■ THE TASK
Rewrite the lines from the one containing "Circle the worker's cap." through the one containing "[412,324,795,436]", both included, as a numbered list, leaving out any blank lines.

•••••

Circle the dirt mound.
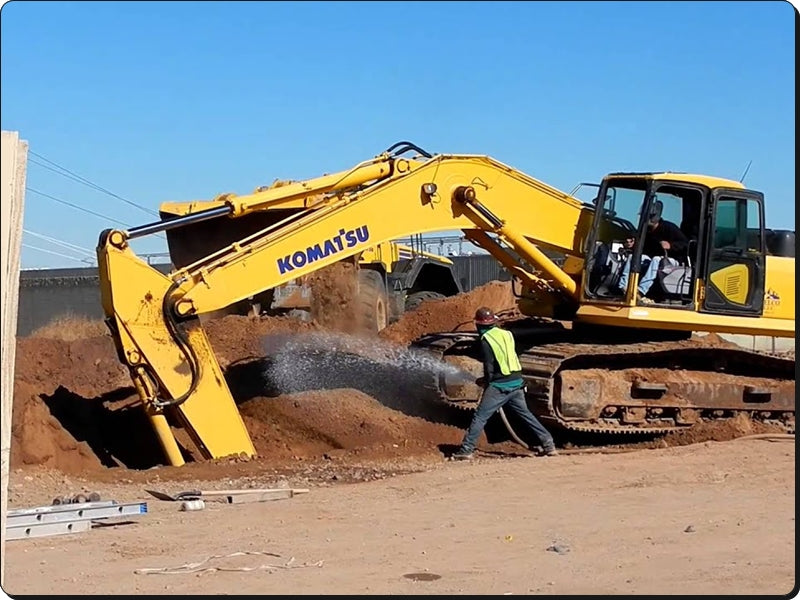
[203,315,320,369]
[10,336,134,472]
[306,262,358,332]
[379,281,516,344]
[11,315,461,474]
[240,389,463,460]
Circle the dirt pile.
[379,281,516,344]
[203,315,320,369]
[10,336,133,473]
[11,302,468,474]
[306,262,358,333]
[240,389,463,460]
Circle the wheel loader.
[97,142,795,465]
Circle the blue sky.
[0,0,795,268]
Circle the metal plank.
[6,500,147,526]
[6,521,92,540]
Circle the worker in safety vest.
[451,307,557,460]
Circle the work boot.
[450,449,473,460]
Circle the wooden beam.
[0,131,28,585]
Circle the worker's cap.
[475,306,497,325]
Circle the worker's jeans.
[461,385,555,452]
[618,254,678,296]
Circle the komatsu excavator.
[97,142,795,465]
[159,181,464,332]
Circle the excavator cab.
[583,173,793,332]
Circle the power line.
[29,150,158,216]
[22,229,93,256]
[22,242,94,263]
[25,187,131,227]
[25,186,167,240]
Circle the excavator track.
[412,324,795,436]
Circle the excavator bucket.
[160,202,302,268]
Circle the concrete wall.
[17,256,510,337]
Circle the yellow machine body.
[97,145,794,465]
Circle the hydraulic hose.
[145,282,200,408]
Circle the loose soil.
[6,282,794,593]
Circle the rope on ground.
[133,550,322,575]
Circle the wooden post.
[0,131,28,586]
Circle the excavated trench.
[11,282,792,477]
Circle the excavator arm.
[97,143,592,465]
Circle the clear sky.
[0,0,795,268]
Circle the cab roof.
[607,171,745,190]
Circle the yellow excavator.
[159,181,464,332]
[97,142,795,465]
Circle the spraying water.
[264,332,475,408]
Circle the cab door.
[701,188,766,316]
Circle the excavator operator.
[451,306,558,460]
[617,200,689,302]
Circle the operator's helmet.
[475,306,497,325]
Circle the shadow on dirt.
[41,386,194,470]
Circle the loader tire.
[406,292,446,312]
[358,269,389,333]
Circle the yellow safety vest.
[481,327,522,375]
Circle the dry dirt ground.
[4,283,795,595]
[5,439,796,595]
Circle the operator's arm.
[661,221,689,256]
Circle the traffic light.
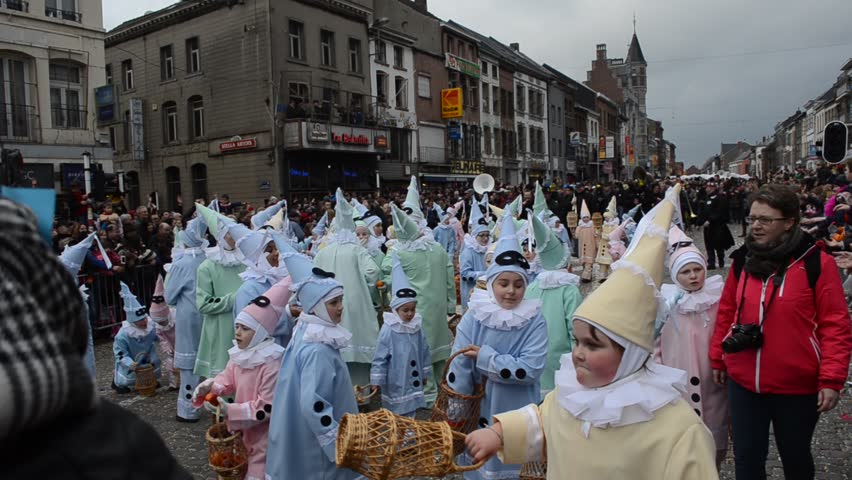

•••••

■ SOLUTION TO THIS PROBLEM
1. Circle the worker's cap.
2. [475,306,497,325]
3. Circle the worker's jeans.
4. [461,385,555,452]
5. [618,254,678,296]
6. Circle the komatsu excavator.
7. [97,142,795,465]
8. [159,181,464,332]
9. Circle the excavator cab.
10. [583,173,793,332]
11. Circle the power line.
12. [29,150,158,216]
13. [22,229,93,256]
14. [22,242,94,263]
15. [25,187,131,227]
16. [25,186,167,240]
17. Circle the excavator track.
18. [412,324,795,436]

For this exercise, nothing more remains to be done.